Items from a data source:
—————

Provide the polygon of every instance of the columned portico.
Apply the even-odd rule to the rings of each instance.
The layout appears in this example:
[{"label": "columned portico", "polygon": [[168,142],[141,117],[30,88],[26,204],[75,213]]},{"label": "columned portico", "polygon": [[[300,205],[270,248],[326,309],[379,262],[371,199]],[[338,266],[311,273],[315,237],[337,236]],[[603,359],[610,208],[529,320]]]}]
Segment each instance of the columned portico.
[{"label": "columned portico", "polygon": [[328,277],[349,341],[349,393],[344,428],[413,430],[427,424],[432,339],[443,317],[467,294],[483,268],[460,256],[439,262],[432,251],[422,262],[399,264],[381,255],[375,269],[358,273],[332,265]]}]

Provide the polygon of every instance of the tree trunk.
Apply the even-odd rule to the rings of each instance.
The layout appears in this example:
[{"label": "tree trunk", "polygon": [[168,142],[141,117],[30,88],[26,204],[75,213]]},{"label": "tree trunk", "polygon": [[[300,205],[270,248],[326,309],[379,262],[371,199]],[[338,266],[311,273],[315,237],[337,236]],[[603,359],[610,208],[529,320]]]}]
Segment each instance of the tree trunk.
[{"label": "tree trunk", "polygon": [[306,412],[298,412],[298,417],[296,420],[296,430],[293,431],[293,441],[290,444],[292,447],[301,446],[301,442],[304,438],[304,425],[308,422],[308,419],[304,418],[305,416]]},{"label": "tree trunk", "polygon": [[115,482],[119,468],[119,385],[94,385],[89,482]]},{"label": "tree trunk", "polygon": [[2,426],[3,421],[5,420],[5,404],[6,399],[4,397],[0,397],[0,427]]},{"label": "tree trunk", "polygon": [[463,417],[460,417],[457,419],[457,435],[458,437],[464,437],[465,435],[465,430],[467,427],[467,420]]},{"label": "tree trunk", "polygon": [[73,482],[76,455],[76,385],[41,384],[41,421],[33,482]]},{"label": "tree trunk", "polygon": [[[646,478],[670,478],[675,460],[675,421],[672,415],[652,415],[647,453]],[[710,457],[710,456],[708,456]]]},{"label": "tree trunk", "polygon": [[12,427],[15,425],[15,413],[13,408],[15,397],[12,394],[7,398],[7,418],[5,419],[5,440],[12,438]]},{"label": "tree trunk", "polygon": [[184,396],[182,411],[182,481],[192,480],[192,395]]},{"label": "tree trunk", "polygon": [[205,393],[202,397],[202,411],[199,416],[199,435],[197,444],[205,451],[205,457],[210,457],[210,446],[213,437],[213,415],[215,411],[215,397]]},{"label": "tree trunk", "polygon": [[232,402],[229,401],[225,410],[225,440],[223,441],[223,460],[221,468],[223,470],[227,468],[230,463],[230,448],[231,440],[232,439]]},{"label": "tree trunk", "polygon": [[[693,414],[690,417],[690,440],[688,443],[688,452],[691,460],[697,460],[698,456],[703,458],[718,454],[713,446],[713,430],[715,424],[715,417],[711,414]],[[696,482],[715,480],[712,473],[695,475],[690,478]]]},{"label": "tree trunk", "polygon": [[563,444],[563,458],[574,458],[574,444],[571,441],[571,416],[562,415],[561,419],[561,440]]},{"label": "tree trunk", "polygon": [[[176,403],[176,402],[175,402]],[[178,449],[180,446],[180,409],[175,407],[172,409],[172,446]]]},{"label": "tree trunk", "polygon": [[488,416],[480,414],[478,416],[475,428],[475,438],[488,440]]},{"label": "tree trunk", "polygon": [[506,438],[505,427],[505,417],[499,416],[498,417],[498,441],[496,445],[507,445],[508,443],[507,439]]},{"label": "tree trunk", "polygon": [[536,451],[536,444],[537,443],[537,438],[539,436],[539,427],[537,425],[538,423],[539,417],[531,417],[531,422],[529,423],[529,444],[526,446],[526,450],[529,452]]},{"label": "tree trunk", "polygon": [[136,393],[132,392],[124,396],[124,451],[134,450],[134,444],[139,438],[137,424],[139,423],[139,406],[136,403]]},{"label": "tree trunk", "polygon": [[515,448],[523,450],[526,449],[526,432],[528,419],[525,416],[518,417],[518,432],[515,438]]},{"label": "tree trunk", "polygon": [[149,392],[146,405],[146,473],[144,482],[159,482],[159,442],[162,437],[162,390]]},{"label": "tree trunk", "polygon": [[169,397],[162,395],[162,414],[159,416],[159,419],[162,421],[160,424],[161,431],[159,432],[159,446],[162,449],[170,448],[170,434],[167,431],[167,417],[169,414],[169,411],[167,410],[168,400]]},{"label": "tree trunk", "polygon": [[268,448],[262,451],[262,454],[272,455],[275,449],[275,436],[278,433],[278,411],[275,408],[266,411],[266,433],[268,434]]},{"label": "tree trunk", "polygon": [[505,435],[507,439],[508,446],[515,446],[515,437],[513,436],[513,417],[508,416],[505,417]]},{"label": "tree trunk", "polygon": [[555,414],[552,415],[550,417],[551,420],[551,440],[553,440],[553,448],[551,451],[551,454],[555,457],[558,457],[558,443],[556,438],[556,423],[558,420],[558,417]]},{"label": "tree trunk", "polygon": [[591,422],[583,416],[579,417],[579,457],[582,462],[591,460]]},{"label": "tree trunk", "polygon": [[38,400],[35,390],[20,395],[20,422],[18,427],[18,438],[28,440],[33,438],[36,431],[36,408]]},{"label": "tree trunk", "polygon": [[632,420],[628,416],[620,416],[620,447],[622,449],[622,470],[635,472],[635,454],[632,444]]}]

—————

Problem details: Output every line of the data above, reproducing each one without any change.

Full response:
Provide the polygon of every instance of the columned portico.
Apply the even-odd rule to the rings of each instance.
The layout appears in this example:
[{"label": "columned portico", "polygon": [[168,142],[141,117],[30,88],[26,204],[75,213]]},{"label": "columned portico", "polygon": [[[300,205],[270,248],[326,309],[379,262],[371,199]],[[338,266],[311,273],[315,237],[337,236]],[[603,359],[610,208],[529,320]]]}]
Segment each instance of the columned portico.
[{"label": "columned portico", "polygon": [[328,277],[349,341],[349,393],[344,428],[413,430],[427,424],[432,339],[443,317],[467,294],[483,268],[460,256],[439,262],[432,251],[422,262],[399,264],[381,255],[375,269],[358,273],[332,265]]}]

Provide the polygon of every instance of the tree trunk.
Apply the even-odd rule to the rings of each instance.
The layout appears in this example:
[{"label": "tree trunk", "polygon": [[168,142],[141,117],[30,88],[26,204],[75,213]]},{"label": "tree trunk", "polygon": [[[300,205],[270,248],[326,309],[379,262],[371,199]],[[338,266],[311,273],[315,237],[337,236]],[[603,359],[610,208],[529,320]]]}]
Segment each instance of the tree trunk.
[{"label": "tree trunk", "polygon": [[306,412],[298,412],[298,417],[296,420],[296,430],[293,431],[293,441],[290,444],[292,447],[301,446],[301,442],[304,438],[304,425],[308,422],[308,419],[304,418],[305,416]]},{"label": "tree trunk", "polygon": [[115,482],[119,468],[119,385],[94,385],[89,482]]},{"label": "tree trunk", "polygon": [[2,426],[3,421],[5,420],[5,404],[6,399],[4,397],[0,397],[0,427]]},{"label": "tree trunk", "polygon": [[463,417],[460,417],[457,419],[457,435],[458,437],[464,437],[465,435],[465,430],[467,427],[467,420]]},{"label": "tree trunk", "polygon": [[73,482],[76,455],[76,385],[41,384],[41,421],[33,482]]},{"label": "tree trunk", "polygon": [[[646,478],[670,478],[675,460],[675,421],[672,415],[652,415],[647,453]],[[710,457],[710,456],[708,456]]]},{"label": "tree trunk", "polygon": [[12,427],[15,425],[15,413],[13,408],[15,397],[12,394],[7,398],[7,418],[5,419],[5,440],[12,438]]},{"label": "tree trunk", "polygon": [[184,396],[182,411],[182,481],[192,480],[192,395]]},{"label": "tree trunk", "polygon": [[205,393],[202,397],[202,411],[199,416],[199,435],[197,444],[205,451],[205,457],[210,457],[210,446],[213,437],[213,415],[215,411],[215,397]]},{"label": "tree trunk", "polygon": [[232,402],[229,401],[225,410],[225,440],[223,441],[223,460],[221,468],[223,470],[227,468],[230,463],[230,448],[231,440],[232,439]]},{"label": "tree trunk", "polygon": [[[693,414],[690,417],[690,440],[688,443],[688,452],[691,460],[697,460],[698,456],[703,458],[718,454],[713,446],[713,430],[715,424],[715,417],[711,414]],[[696,482],[715,480],[712,473],[695,475],[690,478]]]},{"label": "tree trunk", "polygon": [[563,444],[563,458],[574,458],[574,444],[571,441],[571,416],[562,415],[561,419],[561,440]]},{"label": "tree trunk", "polygon": [[[176,403],[176,402],[175,402]],[[178,449],[180,446],[180,409],[175,407],[172,409],[172,446]]]},{"label": "tree trunk", "polygon": [[488,416],[480,414],[478,416],[475,428],[475,438],[488,440]]},{"label": "tree trunk", "polygon": [[506,438],[505,427],[505,417],[499,416],[498,417],[498,441],[496,445],[507,445],[508,443],[507,439]]},{"label": "tree trunk", "polygon": [[536,451],[536,444],[537,443],[537,438],[539,436],[539,427],[537,425],[538,423],[539,417],[531,417],[531,422],[529,423],[529,444],[526,446],[526,450],[529,452]]},{"label": "tree trunk", "polygon": [[136,393],[132,392],[124,396],[124,451],[134,450],[134,444],[139,438],[137,424],[139,423],[139,406],[136,403]]},{"label": "tree trunk", "polygon": [[515,448],[523,450],[526,449],[526,432],[528,419],[525,416],[518,417],[518,432],[515,438]]},{"label": "tree trunk", "polygon": [[149,392],[146,405],[146,473],[144,482],[159,482],[159,442],[162,437],[162,390]]},{"label": "tree trunk", "polygon": [[169,397],[162,395],[162,414],[159,416],[159,419],[162,421],[160,424],[161,431],[159,432],[159,446],[162,449],[170,448],[170,434],[167,431],[167,417],[169,414],[169,411],[167,410],[168,400]]},{"label": "tree trunk", "polygon": [[268,448],[262,451],[262,454],[272,455],[275,449],[275,436],[278,433],[278,411],[275,408],[266,411],[266,433],[268,434]]},{"label": "tree trunk", "polygon": [[505,435],[507,439],[508,446],[515,446],[515,437],[513,436],[513,417],[508,416],[505,417]]},{"label": "tree trunk", "polygon": [[555,414],[552,415],[550,417],[551,420],[551,440],[553,440],[553,448],[551,451],[551,454],[555,457],[558,457],[558,443],[556,438],[556,423],[558,420],[558,417]]},{"label": "tree trunk", "polygon": [[591,422],[583,416],[579,417],[579,457],[582,462],[591,460]]},{"label": "tree trunk", "polygon": [[38,400],[35,390],[20,395],[20,422],[18,427],[18,438],[28,440],[33,438],[36,431],[36,408]]},{"label": "tree trunk", "polygon": [[632,420],[628,416],[620,416],[620,447],[622,449],[622,470],[635,472],[635,454],[632,444]]}]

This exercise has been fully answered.